WHAT THE TASK REQUIRES — Rewrite every line of the entries from the line containing "Where can the red pillar" through the end of the entries, requests included. Multiply each point coordinate in the answers by 2.45 and round to whole numbers, with halves rounded up.

###

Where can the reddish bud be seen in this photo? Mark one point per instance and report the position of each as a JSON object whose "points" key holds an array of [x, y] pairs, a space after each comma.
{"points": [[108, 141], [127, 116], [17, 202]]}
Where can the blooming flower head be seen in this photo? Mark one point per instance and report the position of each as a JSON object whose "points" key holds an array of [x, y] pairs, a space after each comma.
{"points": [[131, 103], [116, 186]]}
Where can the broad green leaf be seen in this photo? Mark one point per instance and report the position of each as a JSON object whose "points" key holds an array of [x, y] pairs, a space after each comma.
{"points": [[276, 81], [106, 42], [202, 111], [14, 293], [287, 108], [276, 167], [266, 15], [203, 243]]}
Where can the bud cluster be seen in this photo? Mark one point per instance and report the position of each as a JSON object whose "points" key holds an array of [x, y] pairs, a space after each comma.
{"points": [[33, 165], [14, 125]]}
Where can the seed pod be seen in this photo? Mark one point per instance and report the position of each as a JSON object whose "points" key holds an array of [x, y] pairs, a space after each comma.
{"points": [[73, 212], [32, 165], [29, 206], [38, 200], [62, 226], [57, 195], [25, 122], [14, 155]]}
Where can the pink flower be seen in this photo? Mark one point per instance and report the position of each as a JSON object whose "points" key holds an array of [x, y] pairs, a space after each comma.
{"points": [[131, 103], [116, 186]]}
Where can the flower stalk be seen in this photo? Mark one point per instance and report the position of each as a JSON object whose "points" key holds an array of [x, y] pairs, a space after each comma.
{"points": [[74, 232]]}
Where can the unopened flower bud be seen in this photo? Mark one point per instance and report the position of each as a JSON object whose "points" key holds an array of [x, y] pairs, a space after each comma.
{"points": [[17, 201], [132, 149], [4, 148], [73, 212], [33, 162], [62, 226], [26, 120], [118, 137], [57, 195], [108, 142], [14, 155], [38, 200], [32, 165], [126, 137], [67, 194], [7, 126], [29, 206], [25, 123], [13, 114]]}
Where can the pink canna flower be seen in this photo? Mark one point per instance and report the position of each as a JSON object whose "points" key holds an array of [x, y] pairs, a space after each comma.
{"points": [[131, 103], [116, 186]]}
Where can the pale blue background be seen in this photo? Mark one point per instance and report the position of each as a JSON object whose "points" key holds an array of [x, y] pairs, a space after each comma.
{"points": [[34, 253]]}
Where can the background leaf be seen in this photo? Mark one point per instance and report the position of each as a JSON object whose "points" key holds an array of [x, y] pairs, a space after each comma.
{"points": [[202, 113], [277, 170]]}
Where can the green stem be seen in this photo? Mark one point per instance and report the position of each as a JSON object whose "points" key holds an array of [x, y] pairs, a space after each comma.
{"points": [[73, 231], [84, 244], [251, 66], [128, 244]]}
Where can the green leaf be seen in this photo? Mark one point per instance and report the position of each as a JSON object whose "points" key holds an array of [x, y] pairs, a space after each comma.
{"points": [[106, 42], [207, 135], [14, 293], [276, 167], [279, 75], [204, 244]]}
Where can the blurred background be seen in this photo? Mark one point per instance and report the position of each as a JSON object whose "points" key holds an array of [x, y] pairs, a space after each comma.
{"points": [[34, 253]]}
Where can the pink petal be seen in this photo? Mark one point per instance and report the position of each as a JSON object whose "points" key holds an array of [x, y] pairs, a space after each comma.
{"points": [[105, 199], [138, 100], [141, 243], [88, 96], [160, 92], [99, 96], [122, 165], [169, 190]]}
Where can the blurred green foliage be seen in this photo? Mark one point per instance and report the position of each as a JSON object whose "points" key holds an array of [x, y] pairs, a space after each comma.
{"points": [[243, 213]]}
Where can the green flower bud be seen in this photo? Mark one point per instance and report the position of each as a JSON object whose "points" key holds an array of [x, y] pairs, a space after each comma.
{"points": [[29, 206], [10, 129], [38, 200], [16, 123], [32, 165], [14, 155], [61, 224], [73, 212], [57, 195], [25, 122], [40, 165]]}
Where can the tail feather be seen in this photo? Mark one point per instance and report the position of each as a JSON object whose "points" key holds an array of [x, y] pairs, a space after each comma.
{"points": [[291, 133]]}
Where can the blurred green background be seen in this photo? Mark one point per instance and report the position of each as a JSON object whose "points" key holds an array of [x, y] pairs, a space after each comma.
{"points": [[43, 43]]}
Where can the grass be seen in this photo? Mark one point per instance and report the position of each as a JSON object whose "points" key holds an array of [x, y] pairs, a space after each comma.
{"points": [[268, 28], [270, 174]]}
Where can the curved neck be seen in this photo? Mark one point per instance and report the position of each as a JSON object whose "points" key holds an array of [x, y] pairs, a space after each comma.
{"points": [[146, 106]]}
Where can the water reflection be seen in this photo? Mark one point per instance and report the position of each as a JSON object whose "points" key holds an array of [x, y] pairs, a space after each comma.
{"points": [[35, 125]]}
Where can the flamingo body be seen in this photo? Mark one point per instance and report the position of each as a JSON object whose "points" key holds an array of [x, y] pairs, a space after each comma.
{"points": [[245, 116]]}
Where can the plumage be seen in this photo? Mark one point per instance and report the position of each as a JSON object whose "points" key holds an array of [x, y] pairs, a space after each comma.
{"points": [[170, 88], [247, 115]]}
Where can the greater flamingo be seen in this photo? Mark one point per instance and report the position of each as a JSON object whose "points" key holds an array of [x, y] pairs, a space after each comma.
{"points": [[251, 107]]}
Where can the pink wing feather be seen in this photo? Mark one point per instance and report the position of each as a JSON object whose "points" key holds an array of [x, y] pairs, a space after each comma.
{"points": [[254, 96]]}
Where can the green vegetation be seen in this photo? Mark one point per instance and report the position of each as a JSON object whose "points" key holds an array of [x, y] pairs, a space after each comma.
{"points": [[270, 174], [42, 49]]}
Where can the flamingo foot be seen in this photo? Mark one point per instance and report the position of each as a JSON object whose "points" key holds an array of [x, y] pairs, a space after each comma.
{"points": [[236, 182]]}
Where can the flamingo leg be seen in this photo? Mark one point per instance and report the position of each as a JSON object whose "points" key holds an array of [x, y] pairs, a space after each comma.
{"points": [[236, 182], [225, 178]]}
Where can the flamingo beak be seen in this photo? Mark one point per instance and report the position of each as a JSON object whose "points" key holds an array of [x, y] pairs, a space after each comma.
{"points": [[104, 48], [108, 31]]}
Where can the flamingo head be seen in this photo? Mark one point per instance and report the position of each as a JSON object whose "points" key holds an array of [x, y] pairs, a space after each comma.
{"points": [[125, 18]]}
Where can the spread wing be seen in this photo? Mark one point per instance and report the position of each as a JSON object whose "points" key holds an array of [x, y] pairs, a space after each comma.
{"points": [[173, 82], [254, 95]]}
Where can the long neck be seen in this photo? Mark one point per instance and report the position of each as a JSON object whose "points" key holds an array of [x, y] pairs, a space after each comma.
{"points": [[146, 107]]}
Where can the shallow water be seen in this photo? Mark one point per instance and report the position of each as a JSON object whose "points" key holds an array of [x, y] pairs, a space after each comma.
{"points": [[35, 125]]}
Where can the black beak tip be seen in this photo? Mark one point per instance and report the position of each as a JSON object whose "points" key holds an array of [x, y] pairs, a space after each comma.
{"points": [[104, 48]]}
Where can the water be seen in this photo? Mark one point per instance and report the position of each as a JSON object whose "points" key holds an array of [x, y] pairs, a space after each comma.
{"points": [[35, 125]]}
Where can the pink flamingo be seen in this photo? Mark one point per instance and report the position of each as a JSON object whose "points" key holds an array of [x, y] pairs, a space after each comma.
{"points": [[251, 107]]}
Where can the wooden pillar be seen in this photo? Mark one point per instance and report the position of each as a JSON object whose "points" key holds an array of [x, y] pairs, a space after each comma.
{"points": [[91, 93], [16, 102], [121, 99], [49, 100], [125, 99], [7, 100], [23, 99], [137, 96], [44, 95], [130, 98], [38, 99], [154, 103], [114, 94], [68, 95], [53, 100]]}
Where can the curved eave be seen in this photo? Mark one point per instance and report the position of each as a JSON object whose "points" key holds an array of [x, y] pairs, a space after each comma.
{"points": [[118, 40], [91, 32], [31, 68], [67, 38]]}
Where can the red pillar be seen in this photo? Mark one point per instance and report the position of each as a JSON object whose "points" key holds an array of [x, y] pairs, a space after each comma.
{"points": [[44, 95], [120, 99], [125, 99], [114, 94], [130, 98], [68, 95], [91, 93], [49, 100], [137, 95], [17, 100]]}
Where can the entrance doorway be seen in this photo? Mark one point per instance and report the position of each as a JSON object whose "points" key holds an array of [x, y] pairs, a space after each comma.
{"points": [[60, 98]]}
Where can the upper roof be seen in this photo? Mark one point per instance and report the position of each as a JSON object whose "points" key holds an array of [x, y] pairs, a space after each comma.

###

FULL ANSWER —
Where can the red pillar be seen in this photo? Mark one point per instance and report the position of each as a JSON object whose "points" key holds an array of [x, y] pairs, a space after each comma.
{"points": [[108, 233], [294, 243], [306, 243], [279, 230], [319, 240], [167, 233], [223, 228], [120, 245], [336, 233], [42, 245]]}
Where can the entrance doorway be seen in this photo? Mark one point per instance and report the position of each as a JSON object whose "points" key holds an array of [x, y] pairs, a space after each comma.
{"points": [[147, 240]]}
Where can the upper roof be seen in this photo? Mark one point per instance and report the position of each as a JSON object whose "points" key holds an array of [x, y] pairs, a space after each comma.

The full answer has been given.